- [HOW TO COMPLETE THIS TASK]: From the passage on city revenue under recovery scenarios below, write out the portion that begins at the words "The full recovery" and stops after "as discussed next.", copying it exactly.

--- EXTRACT TO READ Enclosed Below ---

The full recovery scenario would mean an increase in revenue across cities. Under both baseline and remote scenarios, overall revenue would decrease by one percent or less in New York and Toronto, and from two to four percent in San Francisco. Vancouver would experience greater losses, with a decline of 13 percent to downtown revenues under the remote scenario. However, Vancouver is a special case; though much more dependent on commercial property tax, its tax base is dispersed across multiple subcentres, many of which are recovering faster than downtown. Plus, it benefits from how Canadian municipalities structure their tax revenue streams, as discussed next.

--- End of Enclosed EXTRACT TO READ ---
--- RECORDS SUPPLIED Enclosed Below ---

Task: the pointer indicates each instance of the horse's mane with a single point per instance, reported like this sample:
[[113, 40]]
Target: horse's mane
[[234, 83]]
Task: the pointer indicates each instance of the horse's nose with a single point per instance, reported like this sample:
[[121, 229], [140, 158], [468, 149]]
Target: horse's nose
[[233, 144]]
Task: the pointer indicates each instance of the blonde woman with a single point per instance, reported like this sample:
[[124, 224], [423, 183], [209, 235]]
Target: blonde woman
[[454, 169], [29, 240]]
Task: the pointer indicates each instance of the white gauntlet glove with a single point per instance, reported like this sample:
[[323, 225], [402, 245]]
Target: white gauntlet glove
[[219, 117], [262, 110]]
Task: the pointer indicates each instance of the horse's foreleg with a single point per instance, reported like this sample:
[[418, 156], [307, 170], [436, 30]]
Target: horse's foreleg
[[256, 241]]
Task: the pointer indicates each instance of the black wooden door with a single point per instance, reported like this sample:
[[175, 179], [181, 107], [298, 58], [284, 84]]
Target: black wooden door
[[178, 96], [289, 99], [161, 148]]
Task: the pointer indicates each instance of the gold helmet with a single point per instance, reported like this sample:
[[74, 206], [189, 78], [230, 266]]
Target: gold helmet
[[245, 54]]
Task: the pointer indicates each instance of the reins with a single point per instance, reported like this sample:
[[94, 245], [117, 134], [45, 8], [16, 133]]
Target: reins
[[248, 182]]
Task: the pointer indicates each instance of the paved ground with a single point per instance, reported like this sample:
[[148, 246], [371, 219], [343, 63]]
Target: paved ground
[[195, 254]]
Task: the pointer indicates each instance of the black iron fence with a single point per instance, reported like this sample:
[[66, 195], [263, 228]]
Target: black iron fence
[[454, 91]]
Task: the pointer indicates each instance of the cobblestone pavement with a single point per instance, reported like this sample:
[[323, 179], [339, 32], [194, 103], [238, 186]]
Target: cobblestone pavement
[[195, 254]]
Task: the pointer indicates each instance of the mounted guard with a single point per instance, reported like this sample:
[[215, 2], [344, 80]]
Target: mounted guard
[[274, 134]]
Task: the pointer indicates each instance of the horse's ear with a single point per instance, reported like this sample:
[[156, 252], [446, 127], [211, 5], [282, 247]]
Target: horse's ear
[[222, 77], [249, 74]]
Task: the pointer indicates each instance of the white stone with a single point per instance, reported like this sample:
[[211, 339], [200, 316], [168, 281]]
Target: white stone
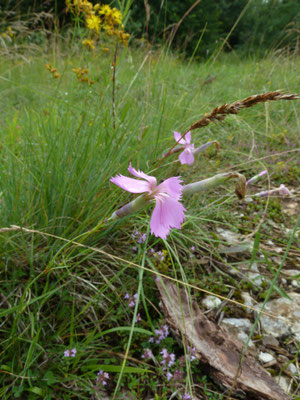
[[211, 302], [265, 357], [286, 316], [283, 382]]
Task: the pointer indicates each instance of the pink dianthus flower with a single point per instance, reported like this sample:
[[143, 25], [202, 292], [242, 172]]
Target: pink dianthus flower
[[187, 156], [168, 211]]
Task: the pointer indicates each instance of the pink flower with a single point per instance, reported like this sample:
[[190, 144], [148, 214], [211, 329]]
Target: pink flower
[[147, 354], [256, 177], [169, 376], [284, 191], [138, 318], [168, 358], [168, 211], [70, 353], [187, 156], [102, 377]]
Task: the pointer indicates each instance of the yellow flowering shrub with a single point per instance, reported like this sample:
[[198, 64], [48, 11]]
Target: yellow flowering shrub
[[53, 71], [98, 18]]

--- End of Enclosed RECORDS SUPPLIED ---

- [EXERCISE RESULT]:
The full recovery scenario would mean an increase in revenue across cities. Under both baseline and remote scenarios, overall revenue would decrease by one percent or less in New York and Toronto, and from two to four percent in San Francisco. Vancouver would experience greater losses, with a decline of 13 percent to downtown revenues under the remote scenario. However, Vancouver is a special case; though much more dependent on commercial property tax, its tax base is dispersed across multiple subcentres, many of which are recovering faster than downtown. Plus, it benefits from how Canadian municipalities structure their tax revenue streams, as discussed next.